TASK TO CARRY OUT - Reproduce the items verbatim, from the first line through the line that contains "pixel 603 423", including that line.

ENTRIES SHOWN -

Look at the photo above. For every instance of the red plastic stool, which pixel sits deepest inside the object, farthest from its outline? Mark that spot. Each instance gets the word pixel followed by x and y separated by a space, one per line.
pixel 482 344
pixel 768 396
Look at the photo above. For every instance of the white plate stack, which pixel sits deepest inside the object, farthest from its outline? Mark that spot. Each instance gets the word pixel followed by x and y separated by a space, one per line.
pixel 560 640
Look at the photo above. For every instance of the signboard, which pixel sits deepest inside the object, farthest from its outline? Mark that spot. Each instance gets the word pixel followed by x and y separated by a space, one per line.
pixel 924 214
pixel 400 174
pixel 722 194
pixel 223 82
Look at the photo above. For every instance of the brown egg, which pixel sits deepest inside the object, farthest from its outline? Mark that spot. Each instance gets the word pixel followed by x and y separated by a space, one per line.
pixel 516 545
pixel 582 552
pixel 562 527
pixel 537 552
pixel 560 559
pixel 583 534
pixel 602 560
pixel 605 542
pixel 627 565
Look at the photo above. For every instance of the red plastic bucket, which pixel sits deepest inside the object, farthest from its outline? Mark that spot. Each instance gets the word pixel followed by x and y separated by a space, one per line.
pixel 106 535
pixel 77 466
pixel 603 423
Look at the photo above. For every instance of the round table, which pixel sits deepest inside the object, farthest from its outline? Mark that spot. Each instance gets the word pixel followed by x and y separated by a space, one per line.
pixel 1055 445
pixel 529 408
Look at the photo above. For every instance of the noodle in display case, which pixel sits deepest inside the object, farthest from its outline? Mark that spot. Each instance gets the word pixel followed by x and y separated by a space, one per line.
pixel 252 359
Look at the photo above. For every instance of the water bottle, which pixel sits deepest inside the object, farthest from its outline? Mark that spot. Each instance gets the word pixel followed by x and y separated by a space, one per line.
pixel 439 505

SOLUTION TO THE EXERCISE -
Look at the photo above. For every instance of the red plastic stool, which pixel sits deepest inside the object, farthest from its outline? Mark that spot. Each instance gets the word pixel followed by x and y separated by a space, one per line.
pixel 482 344
pixel 768 396
Look at the photo above. For every instance of the white plate stack, which pixel sits deepest inside the object, farthest from its outline? Mark that spot. Each instance gets the word pixel followed by x and y separated by a space, one per line.
pixel 560 640
Look at the photo above. For every instance of the signboard, which pixel sits deepest inside the object, farthest from its outline? Mark that spot. Each instance gets the word pixel followed by x and y separated by a space, one per line.
pixel 924 214
pixel 400 174
pixel 722 194
pixel 223 82
Look at the photo above. For every instance of the brown egg, which pixel sits deepest inside the object, farthest from its outline? Mark that spot. Each instance gets the word pixel followed by x and y separated by a space, one per line.
pixel 516 545
pixel 582 552
pixel 562 527
pixel 537 552
pixel 560 559
pixel 583 534
pixel 602 560
pixel 605 542
pixel 627 565
Look at the photo above. For every instance of the red plastic bucket, which pixel sits deepest inside the object, farthest from its outline? Mark that spot. Each instance gets the word pixel followed by x and y separated by a space, one per line.
pixel 106 535
pixel 77 466
pixel 603 423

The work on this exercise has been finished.